═══ Excerpt

About On the Record
About Brian Lamb

(Biography provided by Purdue University, 1/6/10)
Brian Lamb is the CEO of C-SPAN Networks. He's been at the helm of the public affairs channel since he helped the cable industry launch it 32 years ago on March 19, 1979.
Today, C-SPAN employs approximately 270 people and delivers public affairs programming on three television channels to the nation's cable and satellite customers; globally to Internet users via C-SPAN.org and 15 other internet sites; and to radio listeners through C-SPAN radio—an FM station in Washington that can also be heard on XM satellite service nationwide.
Brian has also been a regular on-air presence at C-SPAN since the network's earliest days. Over the years, he has interviewed Presidents Nixon, Ford, Carter, Reagan, George H.W. Bush, Clinton, and George W. Bush and many world leaders such as Margaret Thatcher and Mikhail Gorbachev. For 15 years, beginning in 1989, he interviewed 800 non-fiction authors for a weekly program known as Booknotes. Four books of collected interviews have been published based on the Booknotes series.
Currently, Brian hosts Q and A, an hour long interview program on Sunday evening with people who are making things happen in politics, media, education or technology.
Brian Lamb is a Hoosier, born and raised in Lafayette, Indiana. Interested in broadcasting as a child, he built crystal radio sets to pick up local signals. During high school and college, he sought out jobs at Lafayette radio and television stations, spinning records, selling ads, and eventually hosting his own television program.
After graduating from Purdue with a degree in speech, Brian joined the Navy. His tour included the USS Thuban, White House duty during the Johnson Administration and a stint in the Pentagon public affairs office during the Vietnam War. In 1967, his navy service complete, Brian returned home to Lafayette.
However, it wasn't long before he returned to the nation's capital where he began as a freelance reporter for UPI radio. Later, he served as a Senate press secretary and worked for the White House Office of Telecommunications Policy at a time when a national strategy was being developed for communications satellites.
In 1974, Brian returned to journalism, publishing a biweekly newsletter called The Media Report. He also covered telecommunications issues as Washington bureau chief for Cablevision Magazine. It was from this vantage point that C-SPAN began to take shape. Congress was about to televise its proceedings; the cable industry was looking for programming to deliver to its customers by satellite.
Brian brought these two ideas together with C-SPAN, which launched with the first televised House of Representatives debate on March 19, 1979. Brian and his wife Victoria are longtime residents of Arlington, Virginia. When he's not reading
newspapers or non-fiction books, Brian is often in hot pursuit of the latest country music release.
(Brian Lamb received the Gaylord Prize from the University of Oklahoma Gaylord College of Journalism and Mass Communication on Nov. 8, 2011. He retired as CEO of C-SPAN in 2012 after 33 years in the position. He was featured in OETA's production of Brian Lamb On the Record on March 21, 2013.)
About Ken Burns

Ken Burns has been making films for more than thirty years. Since the Academy Award nominated Brooklyn Bridge in 1981, Ken has gone on to direct and produce some of the most acclaimed historical documentaries ever made.

══════
═══ Data for this exercise

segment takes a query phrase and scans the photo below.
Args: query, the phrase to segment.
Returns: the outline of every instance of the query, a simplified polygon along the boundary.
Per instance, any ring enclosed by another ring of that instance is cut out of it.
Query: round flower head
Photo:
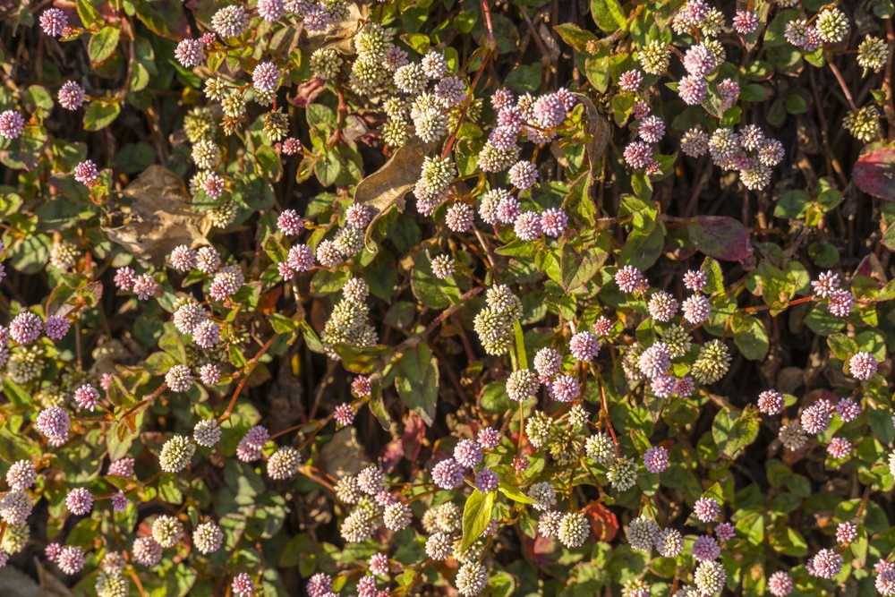
[[[569,340],[568,349],[575,360],[592,361],[600,354],[600,340],[591,332],[578,332]]]
[[[644,282],[640,270],[630,265],[626,265],[616,272],[615,281],[623,293],[637,292]]]
[[[652,162],[652,148],[635,141],[625,148],[625,163],[632,168],[643,168]]]
[[[196,445],[188,438],[175,435],[162,446],[158,464],[166,473],[177,473],[186,468],[196,452]]]
[[[840,543],[850,543],[857,539],[857,527],[851,523],[840,523],[836,527],[836,541]]]
[[[65,438],[71,422],[68,413],[59,406],[50,406],[40,411],[35,426],[47,438]]]
[[[439,280],[446,280],[454,275],[455,261],[450,255],[439,255],[432,259],[432,273]]]
[[[534,370],[541,381],[547,381],[558,373],[561,364],[562,355],[552,348],[541,348],[534,355]]]
[[[708,86],[702,77],[688,75],[678,83],[678,95],[687,106],[696,106],[708,94]]]
[[[196,252],[185,244],[175,247],[168,259],[174,269],[180,271],[190,271],[196,267]]]
[[[43,327],[44,323],[37,314],[23,311],[10,321],[9,335],[19,344],[28,344],[40,337]]]
[[[678,301],[670,294],[660,290],[650,298],[647,307],[652,319],[667,323],[678,312]]]
[[[58,38],[68,27],[68,17],[58,8],[48,8],[40,15],[40,28],[51,38]]]
[[[703,595],[712,595],[720,593],[727,582],[727,572],[724,567],[715,561],[701,562],[693,576],[696,588]]]
[[[268,476],[271,479],[290,479],[298,473],[302,455],[294,448],[281,448],[268,460]]]
[[[870,353],[857,353],[848,361],[852,377],[865,381],[876,373],[876,359]]]
[[[443,490],[456,489],[463,480],[463,467],[453,458],[442,460],[432,467],[432,482]]]
[[[25,119],[14,110],[0,113],[0,137],[16,139],[25,130]]]
[[[816,435],[827,431],[830,427],[830,412],[821,403],[814,403],[802,411],[802,429],[806,433]]]
[[[205,58],[205,44],[199,39],[183,39],[175,48],[174,56],[186,68],[199,66]]]
[[[740,35],[749,35],[758,29],[758,15],[752,11],[737,11],[733,28]]]
[[[205,448],[211,448],[221,439],[223,431],[215,419],[203,419],[192,429],[192,439]]]
[[[691,325],[699,325],[709,319],[712,314],[712,303],[707,296],[703,294],[694,294],[681,305],[684,311],[684,319]]]
[[[758,410],[764,414],[780,414],[785,405],[783,395],[776,389],[769,389],[758,395]]]
[[[214,523],[202,523],[192,532],[192,544],[202,553],[213,553],[224,543],[224,533]]]
[[[251,597],[255,594],[255,584],[246,572],[240,572],[233,577],[233,592],[238,597]]]
[[[693,505],[693,512],[700,522],[713,523],[720,516],[721,507],[712,498],[700,498]]]
[[[786,448],[790,451],[801,449],[808,441],[805,430],[798,421],[790,421],[780,427],[779,437]]]
[[[6,471],[6,484],[13,491],[23,491],[34,485],[38,473],[30,460],[18,460]]]
[[[816,280],[811,282],[811,287],[814,290],[814,294],[820,296],[821,298],[828,298],[835,290],[840,287],[840,277],[839,274],[834,274],[831,271],[826,273],[821,273]]]
[[[386,475],[379,466],[368,466],[357,473],[357,486],[367,495],[374,496],[386,489]]]
[[[703,535],[693,543],[693,557],[701,562],[718,559],[720,555],[721,555],[721,548],[712,537]]]
[[[715,527],[715,536],[718,541],[725,542],[737,536],[737,532],[730,523],[720,523]]]
[[[637,463],[634,458],[621,456],[609,467],[606,479],[613,489],[626,491],[637,482]]]
[[[861,414],[861,405],[851,398],[840,398],[836,404],[836,412],[843,422],[849,422]]]
[[[84,567],[84,552],[76,545],[64,547],[56,558],[56,566],[66,575],[76,575]]]
[[[889,562],[884,563],[889,565]],[[891,565],[889,566],[891,567]],[[892,595],[895,595],[895,569],[887,567],[884,570],[880,570],[874,584],[876,585],[877,592],[883,597],[892,597]]]
[[[541,382],[538,380],[538,376],[530,369],[520,369],[517,371],[513,371],[507,380],[507,394],[511,400],[516,402],[524,402],[534,397],[540,388]],[[456,456],[456,450],[454,451],[454,454]],[[460,464],[464,465],[465,463],[460,461]],[[473,466],[473,465],[469,465]]]
[[[533,483],[528,490],[528,497],[534,500],[532,507],[541,512],[553,509],[556,495],[556,490],[547,482]]]
[[[538,179],[538,166],[531,162],[516,162],[509,169],[509,182],[517,189],[530,189]]]
[[[10,491],[0,500],[0,518],[7,525],[21,525],[28,520],[32,507],[31,498],[27,492]]]
[[[162,546],[152,537],[140,537],[131,548],[133,560],[143,566],[155,566],[162,559]]]
[[[820,578],[832,578],[842,569],[842,563],[845,559],[832,550],[821,550],[810,561],[812,571],[809,574],[811,576]]]
[[[112,501],[113,512],[124,512],[127,510],[128,504],[131,503],[131,500],[127,499],[124,491],[122,490],[118,490],[118,493],[112,494],[109,499]]]
[[[768,591],[774,597],[787,597],[792,593],[792,579],[789,578],[789,575],[782,570],[771,575],[768,579]]]
[[[73,81],[66,81],[59,88],[59,105],[66,110],[77,110],[84,105],[84,90]]]
[[[834,290],[830,293],[827,309],[837,317],[848,317],[855,306],[855,297],[847,290]]]
[[[500,478],[490,468],[483,468],[475,474],[475,489],[482,493],[493,491],[498,488]]]
[[[669,467],[669,453],[661,446],[653,446],[644,453],[644,466],[658,474]]]
[[[649,379],[663,375],[671,366],[671,351],[664,342],[657,342],[640,355],[640,371]]]
[[[74,390],[74,401],[79,408],[93,410],[99,404],[99,391],[89,383]]]
[[[175,365],[165,374],[165,383],[172,392],[186,392],[192,388],[192,373],[186,365]]]
[[[445,218],[448,227],[454,232],[466,232],[473,226],[475,214],[473,208],[465,203],[454,203],[448,208],[448,214]]]
[[[590,525],[580,512],[567,512],[559,521],[557,537],[567,548],[580,547],[590,533]]]
[[[44,333],[51,340],[61,340],[65,337],[70,327],[71,324],[66,318],[50,315],[47,318],[47,323],[44,324]]]
[[[557,402],[572,402],[578,393],[578,380],[571,375],[559,375],[550,382],[550,397]]]
[[[354,422],[354,410],[347,402],[343,402],[333,411],[333,419],[341,426]]]
[[[844,460],[851,454],[851,443],[845,438],[833,438],[827,446],[827,454],[837,460]]]
[[[461,439],[454,448],[454,459],[461,466],[473,468],[482,457],[482,445],[473,439]]]
[[[652,545],[659,537],[659,525],[644,516],[635,518],[627,527],[627,542],[635,551],[652,553]]]
[[[294,271],[308,271],[314,265],[314,252],[305,244],[297,244],[289,249],[286,263]]]
[[[640,73],[640,71],[626,71],[618,77],[618,87],[621,88],[622,91],[634,93],[640,89],[643,82],[644,75]]]
[[[568,226],[568,217],[559,208],[550,208],[541,214],[541,229],[552,238],[558,238]]]
[[[239,4],[225,6],[211,17],[211,27],[222,38],[242,35],[249,28],[245,8]]]
[[[675,529],[663,529],[656,535],[655,545],[663,558],[677,558],[684,550],[684,538]]]
[[[308,579],[306,588],[310,597],[323,597],[328,593],[332,593],[333,579],[329,575],[318,572]]]
[[[487,586],[488,569],[478,562],[469,562],[460,567],[455,580],[463,597],[473,597]]]
[[[366,397],[371,393],[370,380],[359,375],[351,382],[351,391],[359,398]]]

══════

Work instructions:
1. Repeat the passage of the biography that begins at the words "However, it wasn't" and ends after the words "for communications satellites.".
2. Reproduce the records from their first line through the line containing "Returns: the outline".
The text and the records come from unrelated sources.

Response list:
1.
However, it wasn't long before he returned to the nation's capital where he began as a freelance reporter for UPI radio. Later, he served as a Senate press secretary and worked for the White House Office of Telecommunications Policy at a time when a national strategy was being developed for communications satellites.

2.
segment takes a query phrase and scans the photo below.
Args: query, the phrase to segment.
Returns: the outline of every instance of the query, a simplified polygon along the boundary.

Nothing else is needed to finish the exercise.